Written request 1: In the text below on second-hand smoke in apartment buildings, rewrite the paragraph beginning "Currently, Victorian laws only allow" more briefly, keeping its main facts.
Written request 2:
Answer these questions from the text below on second-hand smoke in apartment buildings:
(a) Besides lifestyle in apartment living, what else can second-hand smoke seriously affect?
(b) What example of a common area does the text give?
(c) Which regulations contain Model Rule 1.1?

--- Text excerpt ---

There is nothing worse for non-smokers than inhaling the waft of second-hand smoke from someone’s cigarette. And it can seriously affect your lifestyle in apartment living, as well as your health.
Currently, Victorian laws only allow Owners Corporations to make rules that completely ban smoking in common areas such as shared courtyards. Smoke emanating from private property can be more difficult to control for the Owners Corporation.
As owners are still permitted to smoke on their private property and consequently, it can be difficult to rule against them even if their second-hand smoke is entering common property.
Notwithstanding, the Victorian Owners Corporation Regulations 2007 (Model Rule 1.1) stipulates “A lot owner or occupier must not use the lot, or permit it to be used, so as to cause a hazard to the health, safety and security of an owner, occupier, or user of another lot”.

--- Excerpted data ---

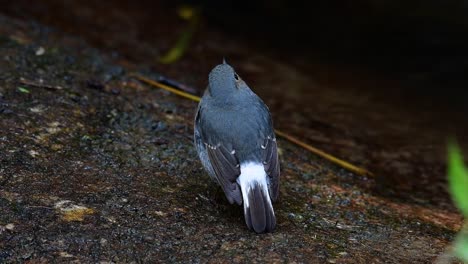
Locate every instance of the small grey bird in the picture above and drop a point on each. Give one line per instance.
(236, 144)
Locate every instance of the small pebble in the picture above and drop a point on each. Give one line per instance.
(40, 51)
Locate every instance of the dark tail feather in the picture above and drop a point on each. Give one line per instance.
(258, 212)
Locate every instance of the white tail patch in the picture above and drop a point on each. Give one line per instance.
(258, 210)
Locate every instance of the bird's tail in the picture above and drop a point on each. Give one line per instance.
(258, 210)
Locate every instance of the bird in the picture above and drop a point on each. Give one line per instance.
(236, 144)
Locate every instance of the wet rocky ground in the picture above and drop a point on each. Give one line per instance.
(96, 166)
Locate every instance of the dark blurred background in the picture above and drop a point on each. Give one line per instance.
(421, 44)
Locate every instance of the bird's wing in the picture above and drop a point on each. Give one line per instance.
(226, 167)
(271, 164)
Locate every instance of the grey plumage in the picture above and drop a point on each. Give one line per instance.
(236, 144)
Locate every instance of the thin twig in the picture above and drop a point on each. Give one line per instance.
(318, 152)
(39, 84)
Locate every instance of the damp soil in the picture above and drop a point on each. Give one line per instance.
(96, 166)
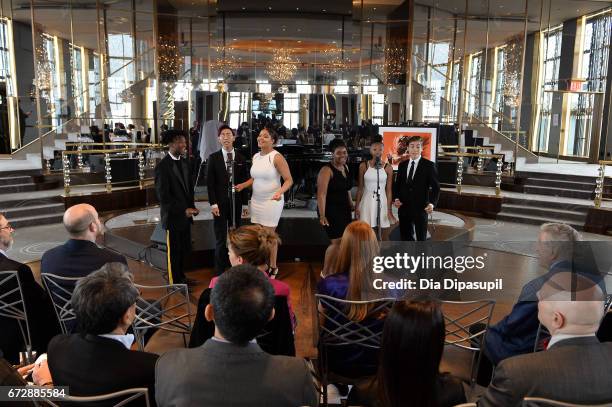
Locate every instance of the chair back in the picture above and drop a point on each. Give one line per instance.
(165, 307)
(60, 291)
(542, 402)
(116, 399)
(466, 324)
(12, 304)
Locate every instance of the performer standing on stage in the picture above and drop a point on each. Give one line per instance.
(174, 187)
(267, 200)
(375, 176)
(415, 191)
(221, 165)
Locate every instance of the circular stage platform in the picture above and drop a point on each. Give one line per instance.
(303, 238)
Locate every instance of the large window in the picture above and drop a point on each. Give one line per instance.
(596, 52)
(551, 52)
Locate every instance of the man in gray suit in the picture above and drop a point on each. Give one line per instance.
(576, 367)
(230, 369)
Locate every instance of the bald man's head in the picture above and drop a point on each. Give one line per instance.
(81, 221)
(570, 303)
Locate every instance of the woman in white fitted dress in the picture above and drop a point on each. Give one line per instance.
(267, 200)
(366, 204)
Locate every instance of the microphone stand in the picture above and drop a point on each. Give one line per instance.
(232, 190)
(377, 195)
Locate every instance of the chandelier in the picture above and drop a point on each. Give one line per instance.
(335, 63)
(283, 66)
(225, 64)
(393, 68)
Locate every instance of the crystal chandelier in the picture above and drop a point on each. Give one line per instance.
(225, 64)
(283, 66)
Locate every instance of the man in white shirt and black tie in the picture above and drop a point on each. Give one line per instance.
(221, 164)
(415, 191)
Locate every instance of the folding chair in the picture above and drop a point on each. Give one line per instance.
(124, 397)
(337, 330)
(12, 304)
(60, 291)
(465, 315)
(167, 312)
(542, 402)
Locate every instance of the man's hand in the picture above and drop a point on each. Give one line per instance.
(189, 212)
(41, 374)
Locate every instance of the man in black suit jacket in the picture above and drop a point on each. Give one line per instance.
(219, 195)
(415, 191)
(174, 187)
(43, 324)
(576, 367)
(230, 369)
(98, 360)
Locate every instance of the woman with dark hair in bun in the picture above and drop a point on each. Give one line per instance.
(334, 200)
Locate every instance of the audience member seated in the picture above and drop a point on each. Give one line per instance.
(80, 255)
(230, 369)
(98, 359)
(43, 324)
(408, 374)
(515, 334)
(349, 281)
(576, 367)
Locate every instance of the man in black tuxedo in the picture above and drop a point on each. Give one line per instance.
(174, 187)
(98, 359)
(43, 324)
(415, 191)
(220, 164)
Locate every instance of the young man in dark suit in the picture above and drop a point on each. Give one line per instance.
(415, 191)
(221, 164)
(174, 187)
(98, 359)
(41, 317)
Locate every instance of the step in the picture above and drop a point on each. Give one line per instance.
(16, 180)
(568, 215)
(8, 189)
(553, 183)
(31, 210)
(534, 220)
(36, 220)
(565, 192)
(546, 202)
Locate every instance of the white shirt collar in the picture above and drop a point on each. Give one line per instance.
(127, 340)
(173, 157)
(561, 337)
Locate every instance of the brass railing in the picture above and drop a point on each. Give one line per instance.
(460, 156)
(600, 182)
(143, 163)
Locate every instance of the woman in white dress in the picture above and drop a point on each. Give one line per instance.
(366, 205)
(267, 200)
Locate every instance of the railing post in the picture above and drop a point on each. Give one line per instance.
(109, 177)
(66, 167)
(498, 172)
(459, 173)
(599, 185)
(141, 168)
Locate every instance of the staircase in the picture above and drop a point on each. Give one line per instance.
(26, 202)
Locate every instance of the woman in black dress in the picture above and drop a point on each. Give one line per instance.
(334, 200)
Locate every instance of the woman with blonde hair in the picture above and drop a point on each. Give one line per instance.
(351, 280)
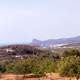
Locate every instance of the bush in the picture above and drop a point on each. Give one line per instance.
(70, 66)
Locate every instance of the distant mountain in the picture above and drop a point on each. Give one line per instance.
(56, 42)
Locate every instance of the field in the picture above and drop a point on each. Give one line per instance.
(52, 76)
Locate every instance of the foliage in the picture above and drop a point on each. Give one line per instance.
(70, 66)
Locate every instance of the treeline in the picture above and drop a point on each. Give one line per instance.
(68, 64)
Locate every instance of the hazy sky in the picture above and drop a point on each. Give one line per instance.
(23, 20)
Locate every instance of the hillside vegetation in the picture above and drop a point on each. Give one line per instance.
(22, 59)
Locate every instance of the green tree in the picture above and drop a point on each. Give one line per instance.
(70, 66)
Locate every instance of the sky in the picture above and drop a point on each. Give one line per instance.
(23, 20)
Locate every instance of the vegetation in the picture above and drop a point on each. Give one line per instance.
(41, 62)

---

Complete response 1: Victorian law lets Owners Corporations ban smoking outright only in common areas such as shared courtyards. Smoke coming from private property is harder for them to control.

Complete response 2:
(a) Your health.
(b) Shared courtyards.
(c) The Victorian Owners Corporation Regulations 2007.